• Your goal: Look through the data below. Collect every line where the word "tower" occurs.

[[ Given records, beginning ]]

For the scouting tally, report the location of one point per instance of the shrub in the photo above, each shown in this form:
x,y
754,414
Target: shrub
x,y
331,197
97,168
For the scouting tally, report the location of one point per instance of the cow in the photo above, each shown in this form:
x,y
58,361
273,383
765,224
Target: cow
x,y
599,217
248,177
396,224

[[ Given records, end ]]
[[ Given records, beginning ]]

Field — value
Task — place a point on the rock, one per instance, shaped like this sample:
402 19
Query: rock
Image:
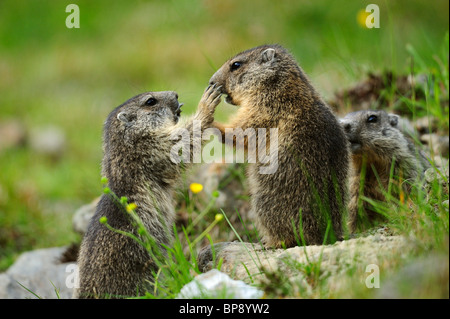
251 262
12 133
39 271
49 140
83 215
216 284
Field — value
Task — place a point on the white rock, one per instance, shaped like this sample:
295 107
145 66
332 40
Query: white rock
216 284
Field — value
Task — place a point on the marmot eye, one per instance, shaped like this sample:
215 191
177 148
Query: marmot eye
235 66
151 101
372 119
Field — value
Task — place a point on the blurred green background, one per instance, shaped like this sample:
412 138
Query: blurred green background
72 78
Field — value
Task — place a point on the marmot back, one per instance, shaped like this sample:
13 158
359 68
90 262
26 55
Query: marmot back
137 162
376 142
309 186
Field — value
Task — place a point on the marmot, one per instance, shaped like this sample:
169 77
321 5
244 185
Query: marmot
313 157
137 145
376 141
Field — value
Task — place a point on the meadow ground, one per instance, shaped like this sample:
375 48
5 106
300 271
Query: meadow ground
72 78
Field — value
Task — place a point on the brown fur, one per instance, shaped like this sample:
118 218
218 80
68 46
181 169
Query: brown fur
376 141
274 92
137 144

[[ Given records, end ]]
[[ Given records, beginning ]]

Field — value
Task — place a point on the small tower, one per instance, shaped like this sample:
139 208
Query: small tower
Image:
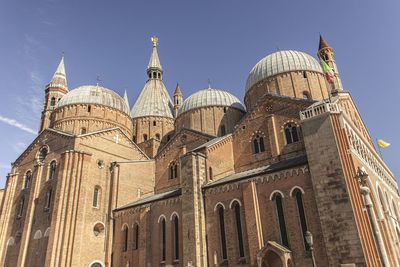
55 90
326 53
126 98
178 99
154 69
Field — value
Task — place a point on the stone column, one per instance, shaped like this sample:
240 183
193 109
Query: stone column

[[ Given records, end ]]

• Written response:
Task — place a point on the small tower, one per instance, shaped like this sample:
Query: small tower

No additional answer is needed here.